[Zu erledigende Aufgaben]
1. Beantworten Sie anhand des Texts über den Terroralarm in Brüssel folgende Fragen:
(a) Bis wann wurde die Terrorwarnstufe verlängert?
(b) Weshalb mussten Zugreisende oft stundenlange Verspätungen hinnehmen?
(c) Ab welchem Tag sollen Schulen und U-Bahn wieder geöffnet werden?
2. Zitieren Sie aus dem Text über den Terroralarm in Brüssel den Abschnitt wörtlich: Beginnen Sie bei den Worten "Es ist der dritte" und enden Sie nach den Worten "der Bevölkerung betroffen.".

[Textauszug]
_ _ _ _ _ _ _
Brüssel. Da lässt sich halt nichts machen. Etwas hilflos steht der junge Mann vor dem Eingang zur U-Bahnstation Schuman im Brüsseler EU-Viertel. Ein rot-weiß-gestreiftes Plastikband spannt sich oberhalb der Stiege, die Metro fährt nicht. Alle Linien haben ihren Betrieb eingestellt; unterirdisch werden selbst Straßenbahnen nicht geführt. Der Belgier zuckt mit den Schultern: "Man muss sich halt anpassen."
Es ist der dritte Tag des Terroralarms auf höchster Stufe in Brüssel. Die Terrorwarnstufe wurde gestern, Montagabend, bis kommenden Montag verlängert. Es bestehe immer noch eine "ernste und unmittelbare Bedrohung", so Premierminister Charles Michel.
Anpassung - das war gestern, Montag, vor allem gefragt. Denn die Sicherheitsmaßnahmen, die die Behörden in der Nacht auf Samstag nach Hinweisen auf mögliche Anschläge ähnlich jenen in Paris eine Woche zuvor ausgerufen hatten, hatten am Wochenende beschränkte Auswirkungen. Zu spüren bekamen sie die Geschäftsleute und Restaurantbesitzer, die ihre Lokale am Samstag früher als sonst schließen mussten. Doch zu Wochenbeginn waren schon größere Teile der Bevölkerung betroffen.
Einige Büros und Botschaften öffneten ihre Türen nicht, Veranstaltungen wurden abgesagt, Lieferfirmen verloren Aufträge. Zugreisende hatten oft stundenlange Verspätungen in Kauf zu nehmen, da auf großen Bahnhöfen ihr Gepäck kontrolliert wurde. Menschen, die mit der U-Bahn in die Arbeit fahren, mussten sich Alternativen suchen und auf das Rad oder einen Bus umsteigen. Manche sind zu Hause geblieben. Nicht so sehr aus Angst, sondern weil sie schlicht ihre Kinder nicht allein lassen konnten. Erst am Sonntag haben sie erfahren, dass Schulen, Kindergärten und Universitäten am Montag geschlossen bleiben. Und das werden sie auch bis heute, Dienstag, bleiben. Schulen und die U-Bahn sollen erst wieder am Mittwoch geöffnet werden.
_ _ _ _ _ _ _
[Bereitgestellte Daten]
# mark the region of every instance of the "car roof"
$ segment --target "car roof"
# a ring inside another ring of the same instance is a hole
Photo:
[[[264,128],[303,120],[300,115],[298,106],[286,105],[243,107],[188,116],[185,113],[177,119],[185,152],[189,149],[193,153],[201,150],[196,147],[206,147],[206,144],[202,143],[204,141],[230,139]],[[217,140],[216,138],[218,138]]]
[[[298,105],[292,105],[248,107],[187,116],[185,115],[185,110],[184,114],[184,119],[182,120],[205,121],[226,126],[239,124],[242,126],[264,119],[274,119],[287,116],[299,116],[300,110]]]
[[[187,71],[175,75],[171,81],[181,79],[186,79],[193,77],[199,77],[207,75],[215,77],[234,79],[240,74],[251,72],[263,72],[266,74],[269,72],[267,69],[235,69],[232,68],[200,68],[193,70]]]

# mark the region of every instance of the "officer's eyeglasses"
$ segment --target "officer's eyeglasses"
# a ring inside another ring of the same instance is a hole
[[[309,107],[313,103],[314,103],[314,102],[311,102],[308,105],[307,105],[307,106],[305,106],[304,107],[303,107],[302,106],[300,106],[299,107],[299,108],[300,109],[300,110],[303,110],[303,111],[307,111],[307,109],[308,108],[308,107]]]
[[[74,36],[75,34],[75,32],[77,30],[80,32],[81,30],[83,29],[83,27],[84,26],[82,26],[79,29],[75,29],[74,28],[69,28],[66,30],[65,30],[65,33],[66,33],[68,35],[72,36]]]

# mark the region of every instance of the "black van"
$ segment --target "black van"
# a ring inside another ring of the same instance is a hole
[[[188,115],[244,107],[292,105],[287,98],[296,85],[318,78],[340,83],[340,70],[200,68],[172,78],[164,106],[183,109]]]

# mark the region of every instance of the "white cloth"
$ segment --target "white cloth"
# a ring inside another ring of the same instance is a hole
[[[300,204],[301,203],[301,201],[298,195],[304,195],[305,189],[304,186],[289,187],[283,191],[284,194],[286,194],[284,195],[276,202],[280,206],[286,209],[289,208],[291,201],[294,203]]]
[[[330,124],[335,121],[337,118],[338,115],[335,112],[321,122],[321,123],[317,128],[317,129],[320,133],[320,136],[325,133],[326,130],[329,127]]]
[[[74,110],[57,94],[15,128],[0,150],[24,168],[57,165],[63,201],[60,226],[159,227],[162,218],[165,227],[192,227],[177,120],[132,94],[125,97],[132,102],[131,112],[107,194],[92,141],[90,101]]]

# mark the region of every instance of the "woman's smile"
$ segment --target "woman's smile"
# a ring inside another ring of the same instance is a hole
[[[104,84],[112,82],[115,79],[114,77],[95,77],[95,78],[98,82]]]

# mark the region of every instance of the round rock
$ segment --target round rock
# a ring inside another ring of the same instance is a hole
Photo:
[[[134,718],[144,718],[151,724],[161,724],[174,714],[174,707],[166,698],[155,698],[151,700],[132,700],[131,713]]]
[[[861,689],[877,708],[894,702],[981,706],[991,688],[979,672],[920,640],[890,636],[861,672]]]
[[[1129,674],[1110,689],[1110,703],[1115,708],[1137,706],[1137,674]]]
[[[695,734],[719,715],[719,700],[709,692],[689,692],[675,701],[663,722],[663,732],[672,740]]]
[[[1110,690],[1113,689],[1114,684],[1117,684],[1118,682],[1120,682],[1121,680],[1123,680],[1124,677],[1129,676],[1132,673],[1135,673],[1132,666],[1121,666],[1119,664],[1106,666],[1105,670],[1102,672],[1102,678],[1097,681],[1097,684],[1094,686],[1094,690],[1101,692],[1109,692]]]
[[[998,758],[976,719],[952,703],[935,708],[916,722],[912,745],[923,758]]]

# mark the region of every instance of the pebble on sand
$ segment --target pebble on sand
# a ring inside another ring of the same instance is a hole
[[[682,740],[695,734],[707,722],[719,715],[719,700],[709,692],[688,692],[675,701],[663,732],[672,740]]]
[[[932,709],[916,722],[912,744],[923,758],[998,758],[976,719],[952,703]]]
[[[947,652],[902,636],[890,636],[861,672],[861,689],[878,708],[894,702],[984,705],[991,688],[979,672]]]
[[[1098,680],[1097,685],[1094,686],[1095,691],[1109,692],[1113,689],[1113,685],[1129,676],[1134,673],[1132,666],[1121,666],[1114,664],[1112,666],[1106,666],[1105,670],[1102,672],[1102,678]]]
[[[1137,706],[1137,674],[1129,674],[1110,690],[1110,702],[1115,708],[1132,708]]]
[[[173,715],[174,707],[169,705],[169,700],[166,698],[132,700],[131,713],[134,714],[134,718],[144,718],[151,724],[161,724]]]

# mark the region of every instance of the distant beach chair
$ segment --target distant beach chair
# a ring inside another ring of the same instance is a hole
_ _ _ _ _ _ _
[Lösungen]
1.
(a) Bis kommenden Montag.
(b) Auf großen Bahnhöfen wurde ihr Gepäck kontrolliert.
(c) Ab Mittwoch.

2.
Es ist der dritte Tag des Terroralarms auf höchster Stufe in Brüssel. Die Terrorwarnstufe wurde gestern, Montagabend, bis kommenden Montag verlängert. Es bestehe immer noch eine "ernste und unmittelbare Bedrohung", so Premierminister Charles Michel.
Anpassung - das war gestern, Montag, vor allem gefragt. Denn die Sicherheitsmaßnahmen, die die Behörden in der Nacht auf Samstag nach Hinweisen auf mögliche Anschläge ähnlich jenen in Paris eine Woche zuvor ausgerufen hatten, hatten am Wochenende beschränkte Auswirkungen. Zu spüren bekamen sie die Geschäftsleute und Restaurantbesitzer, die ihre Lokale am Samstag früher als sonst schließen mussten. Doch zu Wochenbeginn waren schon größere Teile der Bevölkerung betroffen.